Express the records as a two-column CSV with the columns "text" and "answer", starting at the line containing "Where can you see the battlement" and ending at the end of the records. Give one row per record, putting its wording under "text" and its points under "answer", each in a single quoted field with line breaks replaced by spaces.
[BEGIN DATA TO USE]
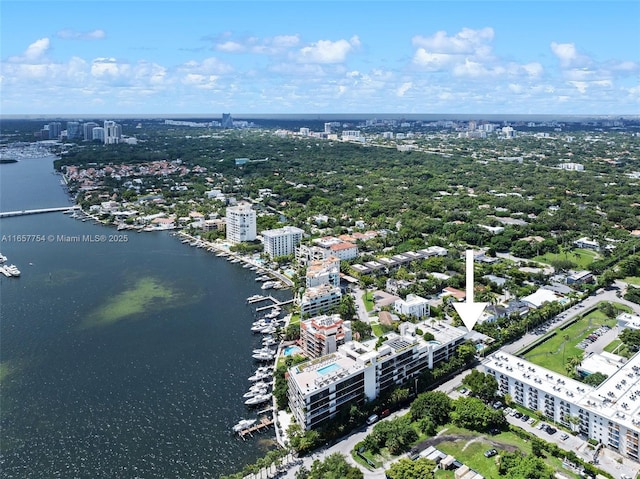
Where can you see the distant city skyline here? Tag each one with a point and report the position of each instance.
(320, 57)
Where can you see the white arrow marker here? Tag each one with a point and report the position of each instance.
(469, 311)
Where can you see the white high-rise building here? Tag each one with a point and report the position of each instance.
(112, 132)
(281, 241)
(241, 223)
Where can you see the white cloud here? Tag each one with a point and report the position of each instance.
(69, 34)
(264, 46)
(465, 42)
(568, 55)
(404, 88)
(326, 51)
(34, 52)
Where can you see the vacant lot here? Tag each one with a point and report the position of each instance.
(581, 257)
(553, 353)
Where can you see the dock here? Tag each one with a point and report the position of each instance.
(6, 214)
(264, 423)
(271, 306)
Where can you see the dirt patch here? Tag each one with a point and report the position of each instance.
(434, 441)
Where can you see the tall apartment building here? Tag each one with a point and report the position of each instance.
(112, 132)
(97, 133)
(74, 132)
(281, 241)
(323, 271)
(241, 223)
(359, 372)
(413, 305)
(321, 335)
(87, 130)
(319, 300)
(608, 413)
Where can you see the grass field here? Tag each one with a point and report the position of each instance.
(552, 353)
(634, 280)
(471, 449)
(581, 257)
(367, 299)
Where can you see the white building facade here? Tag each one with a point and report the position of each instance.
(319, 388)
(319, 300)
(413, 305)
(608, 413)
(281, 241)
(241, 223)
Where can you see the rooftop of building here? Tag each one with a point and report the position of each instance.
(617, 398)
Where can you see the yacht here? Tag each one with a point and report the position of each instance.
(259, 399)
(12, 270)
(264, 355)
(255, 392)
(243, 424)
(261, 373)
(268, 285)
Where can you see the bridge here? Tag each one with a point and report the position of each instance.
(6, 214)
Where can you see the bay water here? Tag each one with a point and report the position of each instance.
(125, 357)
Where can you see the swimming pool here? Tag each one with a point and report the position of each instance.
(290, 350)
(328, 369)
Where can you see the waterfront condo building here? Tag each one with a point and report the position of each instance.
(358, 372)
(281, 241)
(112, 132)
(323, 271)
(319, 300)
(241, 223)
(321, 335)
(413, 305)
(608, 413)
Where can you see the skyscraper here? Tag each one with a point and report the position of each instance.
(227, 121)
(241, 223)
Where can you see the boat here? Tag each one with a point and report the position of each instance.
(264, 355)
(243, 424)
(254, 392)
(12, 270)
(269, 341)
(259, 399)
(263, 372)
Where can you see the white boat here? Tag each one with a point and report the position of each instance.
(12, 270)
(261, 373)
(254, 392)
(243, 424)
(258, 399)
(264, 356)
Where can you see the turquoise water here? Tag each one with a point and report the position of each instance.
(328, 369)
(151, 395)
(289, 350)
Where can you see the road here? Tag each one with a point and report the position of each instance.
(608, 460)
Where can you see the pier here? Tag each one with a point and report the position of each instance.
(6, 214)
(273, 300)
(264, 423)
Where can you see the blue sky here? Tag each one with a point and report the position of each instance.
(287, 57)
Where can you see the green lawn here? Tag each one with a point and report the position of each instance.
(377, 329)
(634, 280)
(581, 257)
(470, 451)
(367, 299)
(552, 353)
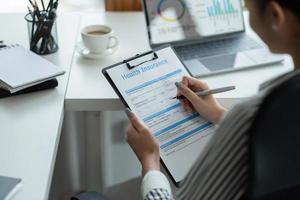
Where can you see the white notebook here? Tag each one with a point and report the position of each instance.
(21, 68)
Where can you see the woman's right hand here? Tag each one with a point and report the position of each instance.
(206, 106)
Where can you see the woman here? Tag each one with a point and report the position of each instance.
(269, 123)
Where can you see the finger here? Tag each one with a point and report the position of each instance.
(185, 82)
(194, 83)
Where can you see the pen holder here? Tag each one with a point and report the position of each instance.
(42, 35)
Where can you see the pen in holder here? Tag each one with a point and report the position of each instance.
(42, 28)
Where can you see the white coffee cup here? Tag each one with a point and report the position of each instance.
(98, 38)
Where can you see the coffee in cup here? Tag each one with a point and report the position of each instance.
(98, 38)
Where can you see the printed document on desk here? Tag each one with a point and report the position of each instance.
(147, 89)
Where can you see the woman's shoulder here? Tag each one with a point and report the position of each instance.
(283, 104)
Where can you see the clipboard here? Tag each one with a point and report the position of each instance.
(133, 63)
(130, 66)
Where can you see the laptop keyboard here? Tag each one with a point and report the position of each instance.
(220, 47)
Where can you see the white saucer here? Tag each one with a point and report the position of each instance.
(84, 52)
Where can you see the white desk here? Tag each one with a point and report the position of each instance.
(89, 91)
(30, 125)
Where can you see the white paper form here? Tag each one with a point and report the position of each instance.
(148, 89)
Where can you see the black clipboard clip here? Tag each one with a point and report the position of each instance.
(129, 66)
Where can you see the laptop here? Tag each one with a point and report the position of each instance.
(208, 35)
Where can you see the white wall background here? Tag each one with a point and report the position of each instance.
(64, 6)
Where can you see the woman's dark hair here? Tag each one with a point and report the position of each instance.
(292, 5)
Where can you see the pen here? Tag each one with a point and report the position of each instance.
(209, 92)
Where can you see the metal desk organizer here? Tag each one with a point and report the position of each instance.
(42, 28)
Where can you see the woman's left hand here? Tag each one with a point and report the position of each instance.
(143, 144)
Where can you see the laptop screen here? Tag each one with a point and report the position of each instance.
(179, 20)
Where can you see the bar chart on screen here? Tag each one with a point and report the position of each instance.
(222, 10)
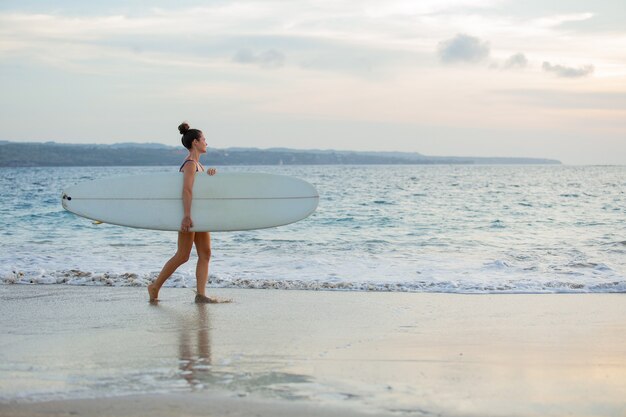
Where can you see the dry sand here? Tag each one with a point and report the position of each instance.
(300, 353)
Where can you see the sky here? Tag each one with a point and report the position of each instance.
(534, 78)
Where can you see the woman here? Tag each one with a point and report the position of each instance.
(194, 141)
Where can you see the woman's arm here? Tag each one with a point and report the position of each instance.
(189, 175)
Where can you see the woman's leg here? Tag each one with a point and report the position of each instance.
(185, 242)
(203, 247)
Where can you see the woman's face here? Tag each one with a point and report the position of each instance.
(200, 143)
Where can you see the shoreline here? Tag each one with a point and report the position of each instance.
(317, 352)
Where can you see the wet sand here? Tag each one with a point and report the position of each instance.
(98, 351)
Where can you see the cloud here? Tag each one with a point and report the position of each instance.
(462, 48)
(518, 60)
(568, 72)
(270, 58)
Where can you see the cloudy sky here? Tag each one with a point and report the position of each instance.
(439, 77)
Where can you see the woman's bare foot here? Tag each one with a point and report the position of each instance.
(154, 292)
(203, 299)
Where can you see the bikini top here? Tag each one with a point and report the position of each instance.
(188, 160)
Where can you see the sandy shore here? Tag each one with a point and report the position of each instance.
(96, 351)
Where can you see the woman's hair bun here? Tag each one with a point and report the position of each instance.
(183, 128)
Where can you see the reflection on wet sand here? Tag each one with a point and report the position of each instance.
(195, 346)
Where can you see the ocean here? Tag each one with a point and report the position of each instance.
(415, 228)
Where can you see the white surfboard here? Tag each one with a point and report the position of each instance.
(223, 202)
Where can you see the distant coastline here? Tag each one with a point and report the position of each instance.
(33, 154)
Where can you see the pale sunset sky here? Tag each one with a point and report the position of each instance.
(528, 78)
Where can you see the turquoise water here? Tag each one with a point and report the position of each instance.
(468, 229)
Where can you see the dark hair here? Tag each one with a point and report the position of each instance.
(189, 135)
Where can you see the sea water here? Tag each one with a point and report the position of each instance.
(424, 228)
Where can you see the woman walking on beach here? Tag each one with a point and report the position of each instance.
(194, 141)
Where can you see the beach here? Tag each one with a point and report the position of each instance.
(99, 351)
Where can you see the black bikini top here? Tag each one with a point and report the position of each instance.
(188, 160)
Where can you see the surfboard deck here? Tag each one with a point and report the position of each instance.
(223, 202)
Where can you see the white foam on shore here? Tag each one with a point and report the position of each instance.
(501, 281)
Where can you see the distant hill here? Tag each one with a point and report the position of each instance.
(15, 154)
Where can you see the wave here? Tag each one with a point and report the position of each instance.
(505, 286)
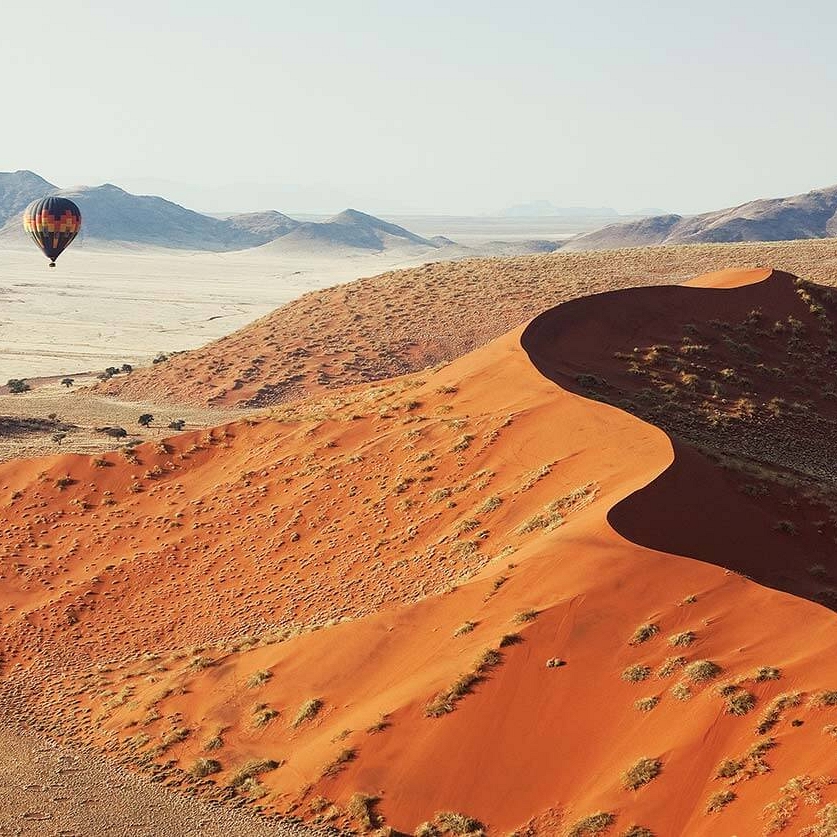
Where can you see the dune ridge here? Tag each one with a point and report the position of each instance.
(407, 599)
(403, 321)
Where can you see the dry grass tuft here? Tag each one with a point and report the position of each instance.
(307, 711)
(641, 773)
(592, 825)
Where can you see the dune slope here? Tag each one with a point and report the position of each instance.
(407, 599)
(407, 320)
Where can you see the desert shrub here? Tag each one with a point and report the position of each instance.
(214, 743)
(680, 691)
(205, 767)
(446, 700)
(641, 773)
(258, 678)
(636, 673)
(361, 808)
(307, 711)
(340, 761)
(670, 665)
(17, 386)
(250, 770)
(489, 505)
(592, 825)
(826, 825)
(263, 715)
(701, 671)
(773, 713)
(740, 703)
(719, 801)
(509, 639)
(643, 633)
(729, 768)
(458, 823)
(380, 725)
(682, 639)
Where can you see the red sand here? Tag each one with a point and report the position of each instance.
(207, 551)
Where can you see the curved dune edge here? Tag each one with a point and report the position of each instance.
(531, 744)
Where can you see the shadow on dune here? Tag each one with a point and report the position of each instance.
(737, 379)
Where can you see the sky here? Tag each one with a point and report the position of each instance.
(458, 107)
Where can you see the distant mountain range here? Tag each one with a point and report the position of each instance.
(812, 215)
(113, 215)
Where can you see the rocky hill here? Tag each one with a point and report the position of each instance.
(812, 215)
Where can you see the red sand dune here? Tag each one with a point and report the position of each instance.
(406, 320)
(479, 495)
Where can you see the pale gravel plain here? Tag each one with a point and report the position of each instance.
(47, 790)
(104, 307)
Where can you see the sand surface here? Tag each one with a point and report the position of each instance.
(407, 320)
(309, 589)
(99, 308)
(51, 791)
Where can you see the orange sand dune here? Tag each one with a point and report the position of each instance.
(406, 320)
(374, 546)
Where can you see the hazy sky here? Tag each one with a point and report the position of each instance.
(449, 107)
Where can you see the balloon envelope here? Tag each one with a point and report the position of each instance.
(53, 223)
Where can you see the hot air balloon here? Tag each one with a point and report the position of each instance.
(53, 223)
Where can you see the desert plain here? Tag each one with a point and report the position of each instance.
(475, 547)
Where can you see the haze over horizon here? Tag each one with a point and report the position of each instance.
(401, 109)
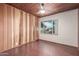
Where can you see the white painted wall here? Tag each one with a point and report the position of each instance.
(67, 28)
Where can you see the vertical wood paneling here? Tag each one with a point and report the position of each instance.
(16, 27)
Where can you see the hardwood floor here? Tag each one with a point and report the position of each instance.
(43, 48)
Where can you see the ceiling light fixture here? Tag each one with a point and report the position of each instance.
(42, 10)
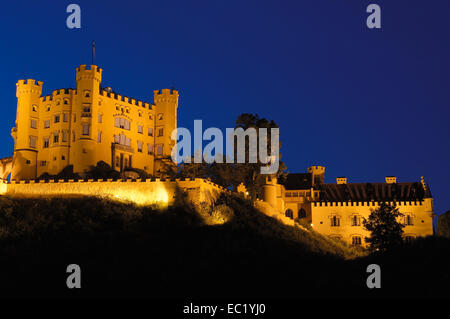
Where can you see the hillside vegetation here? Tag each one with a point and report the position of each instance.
(129, 250)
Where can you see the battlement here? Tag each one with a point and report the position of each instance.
(165, 95)
(126, 99)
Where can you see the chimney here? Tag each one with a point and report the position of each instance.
(391, 179)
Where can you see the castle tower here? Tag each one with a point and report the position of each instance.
(166, 104)
(25, 132)
(84, 118)
(270, 191)
(318, 174)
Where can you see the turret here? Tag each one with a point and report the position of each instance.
(84, 117)
(25, 133)
(318, 174)
(166, 104)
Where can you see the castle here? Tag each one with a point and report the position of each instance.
(88, 124)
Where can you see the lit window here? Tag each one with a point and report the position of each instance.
(150, 149)
(335, 221)
(64, 137)
(159, 150)
(85, 129)
(356, 221)
(33, 141)
(356, 240)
[END DATA TO USE]
EXERCISE RESULT:
text,answer
"Where can you see the battlement here? Tag each one with a point and report the position of each instance.","(165, 95) (126, 99)"
"Where can you see the chimney here? Tag each one with a point and report the position of each instance.","(391, 179)"
"Where can you see the castle tower here? Tag each one with a point and report the position of each instance.","(166, 104) (25, 132) (84, 118) (270, 191) (318, 174)"
"Where can you see the turret here? Tag each one with a point and report the position of each instance.","(84, 117) (25, 133) (318, 174) (166, 104)"
"Where can you see the castle here? Tag each one with a point and report the position of each instance.","(88, 124)"
"Where can you see the lit window here? Tag each one with a point and report the position of each instance.","(150, 149) (335, 221) (64, 137) (159, 150) (85, 129) (356, 221) (33, 141) (356, 240)"